> _Aim of the task_
Convert each of the items below into a JSON list of strings, with one string per line and blank lines omitted.

> _Exercise inputs_
--------------------------------

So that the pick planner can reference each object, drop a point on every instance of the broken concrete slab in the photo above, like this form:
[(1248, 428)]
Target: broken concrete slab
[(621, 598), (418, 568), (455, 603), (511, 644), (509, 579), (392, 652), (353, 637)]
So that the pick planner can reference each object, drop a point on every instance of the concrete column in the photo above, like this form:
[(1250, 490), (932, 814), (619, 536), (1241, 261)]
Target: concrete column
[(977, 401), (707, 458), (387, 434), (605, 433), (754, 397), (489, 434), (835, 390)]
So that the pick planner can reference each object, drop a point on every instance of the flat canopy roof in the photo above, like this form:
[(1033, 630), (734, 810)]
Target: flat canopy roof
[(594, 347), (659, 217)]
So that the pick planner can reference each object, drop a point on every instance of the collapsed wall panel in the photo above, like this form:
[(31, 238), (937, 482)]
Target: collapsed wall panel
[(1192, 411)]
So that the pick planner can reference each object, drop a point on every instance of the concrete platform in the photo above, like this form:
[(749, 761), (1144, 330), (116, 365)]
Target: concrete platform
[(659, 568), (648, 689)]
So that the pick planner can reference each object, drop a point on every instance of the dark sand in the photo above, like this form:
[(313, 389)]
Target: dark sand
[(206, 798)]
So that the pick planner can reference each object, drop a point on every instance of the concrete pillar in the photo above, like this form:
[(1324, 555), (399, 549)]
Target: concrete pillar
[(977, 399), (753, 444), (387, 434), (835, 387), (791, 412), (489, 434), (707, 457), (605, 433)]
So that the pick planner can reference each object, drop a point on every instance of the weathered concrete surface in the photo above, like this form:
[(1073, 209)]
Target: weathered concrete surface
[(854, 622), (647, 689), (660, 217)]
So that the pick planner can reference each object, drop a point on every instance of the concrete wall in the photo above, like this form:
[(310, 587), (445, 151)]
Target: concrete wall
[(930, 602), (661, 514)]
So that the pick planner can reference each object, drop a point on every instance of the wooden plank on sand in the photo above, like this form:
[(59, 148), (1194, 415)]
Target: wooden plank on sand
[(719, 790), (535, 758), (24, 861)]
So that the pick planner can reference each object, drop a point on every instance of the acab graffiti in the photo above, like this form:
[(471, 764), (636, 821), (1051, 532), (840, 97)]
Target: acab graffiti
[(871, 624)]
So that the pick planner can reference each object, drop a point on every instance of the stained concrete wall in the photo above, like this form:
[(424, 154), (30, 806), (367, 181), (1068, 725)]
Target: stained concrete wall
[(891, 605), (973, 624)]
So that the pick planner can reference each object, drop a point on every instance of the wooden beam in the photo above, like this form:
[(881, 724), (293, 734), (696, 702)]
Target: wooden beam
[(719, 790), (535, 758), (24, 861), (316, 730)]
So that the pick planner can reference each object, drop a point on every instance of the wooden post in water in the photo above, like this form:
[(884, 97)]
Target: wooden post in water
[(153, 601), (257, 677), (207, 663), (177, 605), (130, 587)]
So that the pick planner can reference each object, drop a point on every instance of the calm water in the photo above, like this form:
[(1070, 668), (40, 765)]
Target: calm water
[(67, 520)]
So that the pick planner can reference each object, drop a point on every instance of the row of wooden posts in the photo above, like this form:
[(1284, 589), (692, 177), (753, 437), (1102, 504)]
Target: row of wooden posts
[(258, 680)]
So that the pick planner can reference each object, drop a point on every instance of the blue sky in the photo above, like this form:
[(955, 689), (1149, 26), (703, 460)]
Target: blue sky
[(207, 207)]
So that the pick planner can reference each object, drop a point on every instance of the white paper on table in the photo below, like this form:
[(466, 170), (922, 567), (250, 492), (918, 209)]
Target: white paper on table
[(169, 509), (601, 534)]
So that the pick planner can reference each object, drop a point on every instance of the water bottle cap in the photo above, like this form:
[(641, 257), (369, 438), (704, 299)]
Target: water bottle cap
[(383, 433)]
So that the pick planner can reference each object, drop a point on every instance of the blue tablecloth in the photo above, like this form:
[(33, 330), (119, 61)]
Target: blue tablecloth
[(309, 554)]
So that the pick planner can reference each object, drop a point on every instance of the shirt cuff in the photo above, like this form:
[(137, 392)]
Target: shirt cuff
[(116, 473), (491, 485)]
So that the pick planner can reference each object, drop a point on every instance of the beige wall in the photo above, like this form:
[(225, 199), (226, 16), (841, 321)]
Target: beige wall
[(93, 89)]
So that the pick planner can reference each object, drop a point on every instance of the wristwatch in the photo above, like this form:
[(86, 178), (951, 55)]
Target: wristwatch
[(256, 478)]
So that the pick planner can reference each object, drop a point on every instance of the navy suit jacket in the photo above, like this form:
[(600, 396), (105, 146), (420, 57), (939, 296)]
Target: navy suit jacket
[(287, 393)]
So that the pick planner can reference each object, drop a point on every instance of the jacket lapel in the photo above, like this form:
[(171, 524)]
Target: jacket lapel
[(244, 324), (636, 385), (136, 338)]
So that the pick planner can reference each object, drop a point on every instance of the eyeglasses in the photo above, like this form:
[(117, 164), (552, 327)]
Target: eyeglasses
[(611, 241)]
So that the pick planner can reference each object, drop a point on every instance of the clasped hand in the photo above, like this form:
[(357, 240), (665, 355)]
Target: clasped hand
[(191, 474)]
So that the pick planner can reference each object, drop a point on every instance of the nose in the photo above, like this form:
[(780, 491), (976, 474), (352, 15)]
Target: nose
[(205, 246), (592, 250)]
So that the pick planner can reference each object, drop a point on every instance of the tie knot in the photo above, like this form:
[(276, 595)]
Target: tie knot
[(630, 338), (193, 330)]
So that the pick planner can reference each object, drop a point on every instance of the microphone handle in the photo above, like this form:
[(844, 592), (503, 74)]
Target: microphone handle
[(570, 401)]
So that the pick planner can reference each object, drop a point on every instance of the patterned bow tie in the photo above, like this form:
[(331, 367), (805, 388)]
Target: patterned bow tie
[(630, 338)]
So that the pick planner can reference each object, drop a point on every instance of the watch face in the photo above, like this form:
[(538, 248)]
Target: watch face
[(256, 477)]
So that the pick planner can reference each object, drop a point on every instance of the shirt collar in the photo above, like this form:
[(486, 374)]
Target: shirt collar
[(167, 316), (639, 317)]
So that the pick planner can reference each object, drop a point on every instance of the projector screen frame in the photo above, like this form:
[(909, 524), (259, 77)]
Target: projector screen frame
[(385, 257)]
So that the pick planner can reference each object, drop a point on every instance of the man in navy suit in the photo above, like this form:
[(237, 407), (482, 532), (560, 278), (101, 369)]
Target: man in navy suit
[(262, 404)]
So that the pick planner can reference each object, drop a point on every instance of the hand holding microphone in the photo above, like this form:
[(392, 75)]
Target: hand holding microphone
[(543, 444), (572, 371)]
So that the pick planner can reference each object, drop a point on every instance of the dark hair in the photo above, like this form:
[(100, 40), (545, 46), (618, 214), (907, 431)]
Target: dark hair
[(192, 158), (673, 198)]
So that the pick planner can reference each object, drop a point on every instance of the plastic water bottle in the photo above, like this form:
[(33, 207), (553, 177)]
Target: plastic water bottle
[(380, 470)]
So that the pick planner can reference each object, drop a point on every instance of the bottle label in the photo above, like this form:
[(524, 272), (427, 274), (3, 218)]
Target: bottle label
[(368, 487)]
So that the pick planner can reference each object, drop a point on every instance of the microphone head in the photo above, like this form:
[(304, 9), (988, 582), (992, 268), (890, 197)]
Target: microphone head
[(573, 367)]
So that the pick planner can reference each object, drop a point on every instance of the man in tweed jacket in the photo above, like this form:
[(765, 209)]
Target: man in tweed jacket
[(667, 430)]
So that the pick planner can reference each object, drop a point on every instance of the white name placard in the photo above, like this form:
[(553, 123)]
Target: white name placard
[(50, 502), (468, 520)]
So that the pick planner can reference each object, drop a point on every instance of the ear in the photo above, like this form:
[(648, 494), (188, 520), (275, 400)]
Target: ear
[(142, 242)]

--------------------------------

> _Completed task_
[
  "So that the pick planner can reference each object, drop a point on every instance of the broken concrete slab in the photo above, like this form:",
  "[(1248, 428)]",
  "Target: broken concrete slab",
  "[(621, 598), (418, 568), (455, 603), (511, 644), (509, 579), (392, 652), (353, 637)]",
  "So that the pick planner can reference each object, drop a point on every instance of the concrete column in the photo above, like this form:",
  "[(1250, 490), (932, 814), (619, 536), (1241, 261)]",
  "Target: concrete column",
  "[(977, 401), (707, 458), (387, 434), (605, 433), (754, 397), (489, 434), (835, 390)]",
  "So that the pick planner can reference each object, drop a point on every instance of the flat canopy roof in the photo above, like this form:",
  "[(1033, 630), (734, 810)]",
  "Target: flat canopy roof",
  "[(594, 347), (659, 217)]",
  "So that the pick planner can reference each object, drop a point on every instance of the collapsed wall panel in the photo above, like this form:",
  "[(31, 238), (937, 482)]",
  "Target: collapsed wall panel",
  "[(1192, 411)]",
  "So that the pick planner can reference each object, drop a point on every instance of the concrete platform in the photo above, like this form:",
  "[(749, 761), (1144, 330), (116, 365)]",
  "Target: concrete platform",
  "[(659, 568), (648, 689)]",
  "So that the pick planner can reference each object, drop a point on every instance of the dark sand in the photo above, like this form:",
  "[(313, 389)]",
  "Target: dark sand",
  "[(206, 798)]",
  "So that the pick planner can reference each object, drop a point on every instance of the concrete pillar in the photo above, like this form:",
  "[(1324, 555), (399, 549)]",
  "Target: concrete pillar",
  "[(977, 399), (753, 444), (387, 434), (835, 387), (791, 412), (489, 434), (707, 457), (605, 433)]",
  "So that the pick planner can reference each object, drop a point on every instance of the weathered concrete surface in the photo above, like this form:",
  "[(1073, 209)]",
  "Target: weathered concrete surface",
  "[(854, 622), (647, 689), (660, 217)]",
  "So that the pick planner can reference each object, drop a point on every instance of the concrete wall in the photo above, like this form:",
  "[(310, 587), (445, 151)]",
  "Target: concrete wall",
  "[(930, 602), (661, 514)]",
  "So that the pick planner can reference each object, drop a point on every instance of the wooden plank on sand in the photo above, like this form:",
  "[(59, 148), (1194, 415)]",
  "Target: wooden plank on sand",
  "[(719, 790), (535, 758), (24, 861)]",
  "So that the pick planner can reference each object, drop a point on every instance of the acab graffiti in the photo above, like this form:",
  "[(471, 764), (636, 821), (1051, 532), (840, 97)]",
  "Target: acab graffiti",
  "[(871, 624)]",
  "So that the pick planner can reference each object, drop a point on every instance of the stained concrete wall in the photo above, like this form:",
  "[(424, 154), (30, 806), (367, 181), (1068, 725)]",
  "Target: stained concrete wall",
  "[(891, 605), (973, 624)]",
  "So that the pick planner can reference each object, drop a point on every instance of the wooden beam in the photo above, like this form:",
  "[(881, 724), (293, 734), (696, 702)]",
  "Target: wooden beam",
  "[(719, 790), (535, 758), (24, 861), (316, 730)]",
  "So that the pick planner can reference each object, drop a point on every instance of the wooden post in water in the photo above, like this form:",
  "[(884, 97)]",
  "Target: wooden post in water",
  "[(153, 601), (257, 677), (207, 663), (177, 605), (130, 587)]",
  "So that the pick planner can reference each object, drop a point on every instance of the calm water in the photo above, like this form:",
  "[(1070, 668), (40, 765)]",
  "Target: calm water",
  "[(67, 520)]",
  "So that the pick planner can reference each object, drop a point on every instance of the row of wooden posts in the photo above, like this form:",
  "[(1284, 589), (692, 177), (753, 437), (1102, 504)]",
  "Target: row of wooden posts",
  "[(258, 680)]",
  "So that the pick planner can reference each object, drop a point on every instance of the blue sky in the photo above, like this form:",
  "[(955, 689), (1149, 26), (703, 460)]",
  "Target: blue sky",
  "[(207, 207)]",
  "So that the pick planner can reference each object, drop a point on every instance of the white paper on table in the photo below, like this form:",
  "[(466, 170), (922, 567), (250, 492), (918, 209)]",
  "Target: white paper on table",
  "[(169, 509), (601, 534)]",
  "So that the pick planner can reference each object, drop a point on every instance of the water bottle cap in the photo above, like this form:",
  "[(641, 257), (369, 438), (704, 299)]",
  "Target: water bottle cap",
  "[(383, 433)]",
  "So that the pick planner can reference each object, drop a point on every instance of the blue tablecloth in the photo above, like this form:",
  "[(33, 330), (119, 61)]",
  "Target: blue tablecloth",
  "[(309, 554)]",
  "So that the pick planner can reference each object, drop a point on every instance of the shirt cuff in the photo above, like this form:",
  "[(137, 392)]",
  "Target: shirt cuff",
  "[(116, 473), (491, 485)]",
  "So that the pick planner can reference each object, drop a point on every instance of the beige wall in the photo above, like this form:",
  "[(225, 199), (226, 16), (841, 321)]",
  "Target: beige wall",
  "[(93, 89)]",
  "So that the pick planner can reference each object, drop a point on every instance of the wristwatch in the photo above, like this form:",
  "[(86, 178), (951, 55)]",
  "Target: wristwatch",
  "[(256, 478)]",
  "So that the pick planner can reference each object, drop a point on every instance of the navy suit jacket in the photo above, like this form:",
  "[(600, 396), (105, 146), (420, 57), (939, 296)]",
  "Target: navy suit jacket",
  "[(287, 393)]",
  "So that the pick planner can reference each object, drop a point on every instance of the jacket lapel in the photo above, like this form:",
  "[(171, 524)]",
  "Target: jacket lapel",
  "[(244, 324), (636, 385), (136, 338)]",
  "So that the pick planner can reference each object, drop a point on every instance of the eyeglasses in the photo above, like this form:",
  "[(117, 164), (552, 327)]",
  "Target: eyeglasses",
  "[(611, 241)]",
  "So that the pick planner can reference each object, drop a point on every instance of the clasped hand in the photo above, like this form:",
  "[(357, 240), (665, 355)]",
  "Target: clasped hand",
  "[(191, 474)]",
  "So that the pick planner can reference each object, drop a point on every instance of the nose in the photo above, like this form:",
  "[(780, 491), (976, 474), (352, 15)]",
  "Target: nose",
  "[(205, 246), (592, 250)]",
  "So that the pick planner can reference each object, drop a point on every instance of the tie knot in the photo above, like this form:",
  "[(276, 595)]",
  "Target: tie knot",
  "[(630, 338), (193, 330)]",
  "So that the pick planner can reference each object, drop a point on every instance of the microphone handle in the photo above, like this form:",
  "[(844, 592), (503, 74)]",
  "Target: microphone handle",
  "[(570, 401)]",
  "So that the pick planner can reference each object, drop a point on every instance of the patterned bow tie in the photo above, like this form:",
  "[(331, 367), (805, 388)]",
  "Target: patterned bow tie",
  "[(630, 338)]",
  "So that the pick planner can reference each object, drop a point on every instance of the watch face in the photo above, like this form:",
  "[(538, 248)]",
  "Target: watch face",
  "[(256, 477)]",
  "So that the pick planner can reference each object, drop a point on every instance of the shirt collar in the photo above, like this form:",
  "[(486, 374)]",
  "Target: shirt collar",
  "[(167, 316), (639, 317)]",
  "So that the pick planner can reference each object, drop a point on every instance of the projector screen frame in the photo above, like this form:",
  "[(909, 524), (259, 77)]",
  "Target: projector screen frame",
  "[(385, 257)]",
  "So that the pick planner can reference each object, drop a point on every instance of the man in navy suit in the photo above, like this form:",
  "[(237, 407), (482, 532), (560, 278), (101, 369)]",
  "Target: man in navy suit",
  "[(262, 404)]",
  "So that the pick planner can reference each object, drop a point on every instance of the hand holding microphone in the photo above, like this form:",
  "[(392, 75)]",
  "Target: hand holding microphone",
  "[(543, 444), (572, 371)]",
  "So that the pick planner can reference each object, drop a point on every instance of the dark hair in the photo above, like this form:",
  "[(100, 40), (545, 46), (618, 214), (907, 431)]",
  "Target: dark hair",
  "[(192, 158), (673, 198)]",
  "So that the pick planner can reference each object, drop a point on every instance of the plastic water bottle in the photo above, like this form:",
  "[(33, 207), (553, 177)]",
  "Target: plastic water bottle",
  "[(380, 470)]",
  "So that the pick planner can reference each object, drop a point on every instance of the bottle label in the photo above, like this form:",
  "[(524, 272), (427, 274), (3, 218)]",
  "Target: bottle label",
  "[(368, 487)]",
  "So that the pick planner can reference each object, drop a point on every instance of the microphone head in the photo above, like this form:",
  "[(304, 9), (988, 582), (992, 268), (890, 197)]",
  "Target: microphone head",
  "[(573, 367)]",
  "So that the pick planner can reference each object, drop a point on every instance of the man in tweed jacket in the photo above, like this form:",
  "[(765, 209)]",
  "Target: man in tweed jacket",
  "[(667, 430)]",
  "So that the pick planner can reference each object, drop a point on every instance of the white name placard in the photo above, like this form:",
  "[(553, 123)]",
  "Target: white name placard",
  "[(50, 502), (468, 520)]",
  "So that the pick planner can reference each object, drop a point on every instance of the ear in the photo above, like this form:",
  "[(648, 494), (188, 520), (275, 400)]",
  "Target: ear",
  "[(142, 242)]"
]